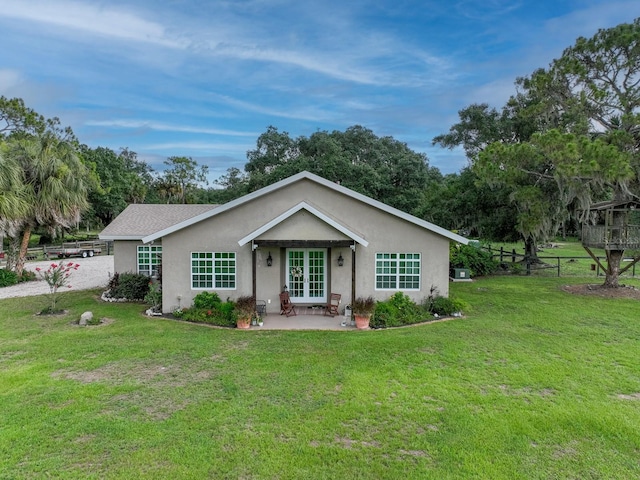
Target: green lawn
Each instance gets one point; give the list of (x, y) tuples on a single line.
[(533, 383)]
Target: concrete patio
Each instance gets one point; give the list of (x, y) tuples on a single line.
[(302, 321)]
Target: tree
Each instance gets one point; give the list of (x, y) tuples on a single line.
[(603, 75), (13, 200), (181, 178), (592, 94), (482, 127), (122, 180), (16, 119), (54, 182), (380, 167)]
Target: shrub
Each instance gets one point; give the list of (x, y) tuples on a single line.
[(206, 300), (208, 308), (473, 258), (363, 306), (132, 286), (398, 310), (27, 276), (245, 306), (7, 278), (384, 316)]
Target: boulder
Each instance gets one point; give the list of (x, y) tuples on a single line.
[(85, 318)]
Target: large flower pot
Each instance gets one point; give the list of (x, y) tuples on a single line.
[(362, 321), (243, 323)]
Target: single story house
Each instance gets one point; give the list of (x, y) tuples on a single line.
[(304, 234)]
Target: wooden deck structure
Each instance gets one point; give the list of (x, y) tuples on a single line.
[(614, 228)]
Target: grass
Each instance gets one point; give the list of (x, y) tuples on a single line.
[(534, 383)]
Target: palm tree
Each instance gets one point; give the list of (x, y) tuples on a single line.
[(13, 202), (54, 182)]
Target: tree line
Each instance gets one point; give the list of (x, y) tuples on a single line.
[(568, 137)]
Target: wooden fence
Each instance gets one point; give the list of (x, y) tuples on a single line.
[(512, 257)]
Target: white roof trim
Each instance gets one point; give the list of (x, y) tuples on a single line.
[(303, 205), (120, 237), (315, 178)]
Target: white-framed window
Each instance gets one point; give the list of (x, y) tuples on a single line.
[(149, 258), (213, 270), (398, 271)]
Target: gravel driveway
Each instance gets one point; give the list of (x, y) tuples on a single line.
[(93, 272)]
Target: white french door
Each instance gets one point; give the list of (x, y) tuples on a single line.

* * * * *

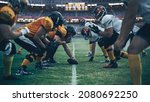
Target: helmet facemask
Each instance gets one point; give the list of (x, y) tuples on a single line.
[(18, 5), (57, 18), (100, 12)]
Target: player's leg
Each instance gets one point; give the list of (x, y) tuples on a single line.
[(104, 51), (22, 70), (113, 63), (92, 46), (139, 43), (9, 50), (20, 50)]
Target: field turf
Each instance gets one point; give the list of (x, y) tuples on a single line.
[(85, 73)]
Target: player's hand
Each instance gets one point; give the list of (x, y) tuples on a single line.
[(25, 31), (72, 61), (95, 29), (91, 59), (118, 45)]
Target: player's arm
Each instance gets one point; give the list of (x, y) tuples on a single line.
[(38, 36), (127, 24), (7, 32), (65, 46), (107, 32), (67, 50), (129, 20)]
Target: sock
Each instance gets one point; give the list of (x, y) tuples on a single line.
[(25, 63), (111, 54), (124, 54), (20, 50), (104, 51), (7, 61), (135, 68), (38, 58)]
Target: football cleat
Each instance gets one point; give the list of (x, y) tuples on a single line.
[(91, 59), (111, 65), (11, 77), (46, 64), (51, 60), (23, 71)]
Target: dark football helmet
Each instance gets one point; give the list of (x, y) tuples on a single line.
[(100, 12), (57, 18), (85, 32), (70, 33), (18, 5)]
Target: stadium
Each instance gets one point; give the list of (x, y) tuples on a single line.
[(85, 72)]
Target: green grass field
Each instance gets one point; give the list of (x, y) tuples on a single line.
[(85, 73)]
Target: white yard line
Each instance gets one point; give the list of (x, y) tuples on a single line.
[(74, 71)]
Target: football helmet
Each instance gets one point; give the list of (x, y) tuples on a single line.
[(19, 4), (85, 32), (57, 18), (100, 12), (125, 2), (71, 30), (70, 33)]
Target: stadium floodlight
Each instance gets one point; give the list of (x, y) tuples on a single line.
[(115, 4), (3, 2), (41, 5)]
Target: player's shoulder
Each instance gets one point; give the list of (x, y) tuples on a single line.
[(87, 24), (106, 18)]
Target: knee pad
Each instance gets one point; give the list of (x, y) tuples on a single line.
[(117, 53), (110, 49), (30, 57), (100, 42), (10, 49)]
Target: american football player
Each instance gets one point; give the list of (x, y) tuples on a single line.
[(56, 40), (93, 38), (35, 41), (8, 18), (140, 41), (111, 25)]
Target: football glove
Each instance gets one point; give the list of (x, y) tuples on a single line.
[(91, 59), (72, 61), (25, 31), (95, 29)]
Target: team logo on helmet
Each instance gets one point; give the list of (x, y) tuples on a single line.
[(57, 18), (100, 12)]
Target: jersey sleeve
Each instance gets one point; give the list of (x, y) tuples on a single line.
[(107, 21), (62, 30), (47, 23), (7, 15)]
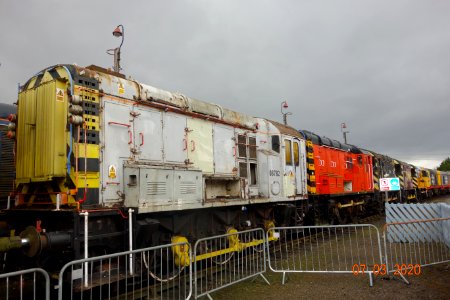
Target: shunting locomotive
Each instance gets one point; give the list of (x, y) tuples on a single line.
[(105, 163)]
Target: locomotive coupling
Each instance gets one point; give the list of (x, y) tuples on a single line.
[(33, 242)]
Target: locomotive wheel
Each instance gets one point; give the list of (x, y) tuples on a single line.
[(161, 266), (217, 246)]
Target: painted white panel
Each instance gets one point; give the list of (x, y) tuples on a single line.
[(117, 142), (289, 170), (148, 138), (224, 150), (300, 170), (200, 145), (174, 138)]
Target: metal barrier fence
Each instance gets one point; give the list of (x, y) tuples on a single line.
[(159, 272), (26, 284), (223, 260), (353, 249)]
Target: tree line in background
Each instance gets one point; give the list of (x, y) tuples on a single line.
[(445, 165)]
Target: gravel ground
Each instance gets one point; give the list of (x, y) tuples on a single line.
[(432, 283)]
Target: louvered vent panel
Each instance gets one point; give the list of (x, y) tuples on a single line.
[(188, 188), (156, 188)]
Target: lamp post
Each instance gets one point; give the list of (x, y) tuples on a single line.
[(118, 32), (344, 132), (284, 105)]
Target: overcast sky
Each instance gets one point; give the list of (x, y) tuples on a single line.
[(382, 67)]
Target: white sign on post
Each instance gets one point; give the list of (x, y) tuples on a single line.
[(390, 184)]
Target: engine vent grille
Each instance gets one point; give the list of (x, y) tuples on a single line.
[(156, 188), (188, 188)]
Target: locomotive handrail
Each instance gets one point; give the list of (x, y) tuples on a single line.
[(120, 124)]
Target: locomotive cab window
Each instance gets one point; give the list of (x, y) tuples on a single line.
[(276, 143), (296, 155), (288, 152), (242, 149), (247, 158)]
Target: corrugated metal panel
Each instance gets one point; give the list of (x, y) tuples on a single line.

* * * * *

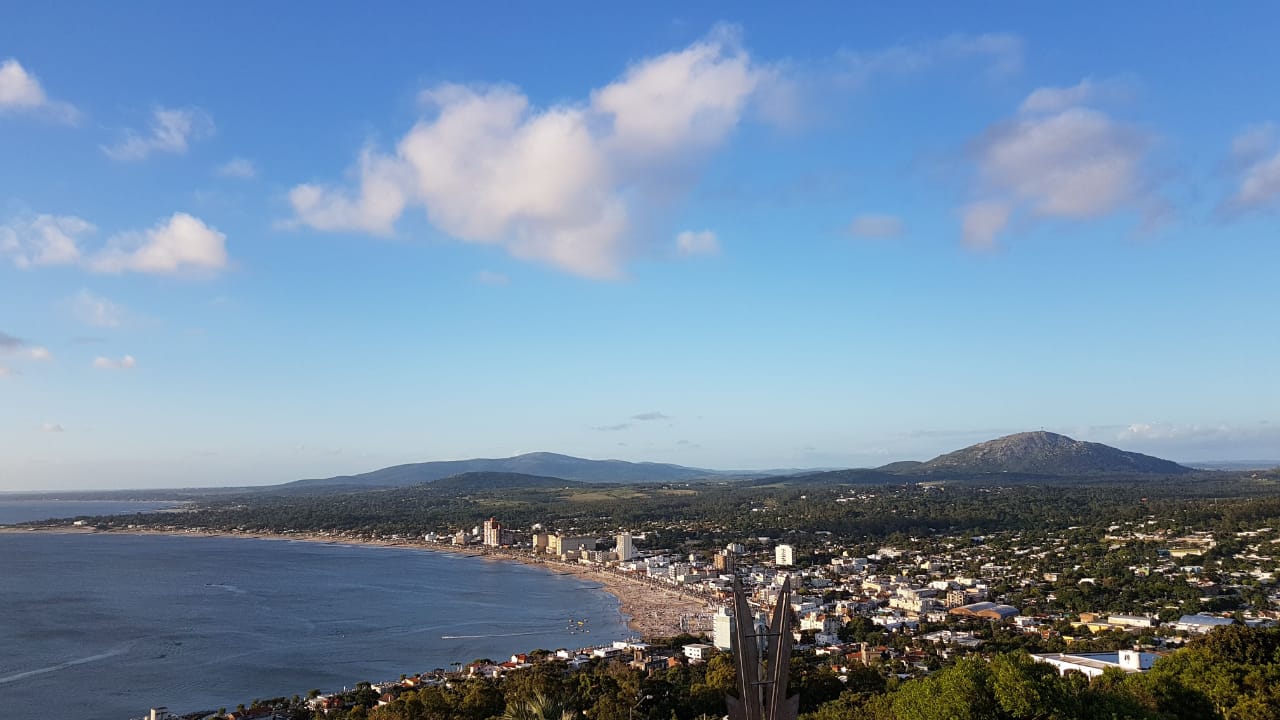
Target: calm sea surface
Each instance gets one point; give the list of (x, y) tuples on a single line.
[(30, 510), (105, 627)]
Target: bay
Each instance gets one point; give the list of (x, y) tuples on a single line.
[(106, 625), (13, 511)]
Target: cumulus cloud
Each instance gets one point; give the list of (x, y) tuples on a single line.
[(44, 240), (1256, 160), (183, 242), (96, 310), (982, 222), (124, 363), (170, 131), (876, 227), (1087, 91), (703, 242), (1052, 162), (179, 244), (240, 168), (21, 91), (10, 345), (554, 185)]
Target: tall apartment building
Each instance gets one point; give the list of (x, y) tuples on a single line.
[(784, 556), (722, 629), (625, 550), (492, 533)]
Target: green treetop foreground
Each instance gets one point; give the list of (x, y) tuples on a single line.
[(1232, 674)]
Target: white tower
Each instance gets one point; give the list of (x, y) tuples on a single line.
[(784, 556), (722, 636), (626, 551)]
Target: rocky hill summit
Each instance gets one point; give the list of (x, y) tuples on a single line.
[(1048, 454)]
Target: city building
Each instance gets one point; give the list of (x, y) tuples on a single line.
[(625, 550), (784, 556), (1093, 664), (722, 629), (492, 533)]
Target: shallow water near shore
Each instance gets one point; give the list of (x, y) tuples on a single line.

* * * * *

**Exercise objective:** Copy out the records above word for word, from the line that contains "Target: field turf" through the line that contains "[(25, 31), (72, 61), (95, 29), (91, 59), (118, 45)]", both included.

**Output for this task:**
Target: field turf
Each instance gets one point; give the list of (x, y) tuples on a single line.
[(85, 73)]
Target: player's hand
Each instance gets one point; give the list of (x, y) tuples on a single line.
[(25, 31), (72, 61), (95, 29), (91, 59), (118, 45)]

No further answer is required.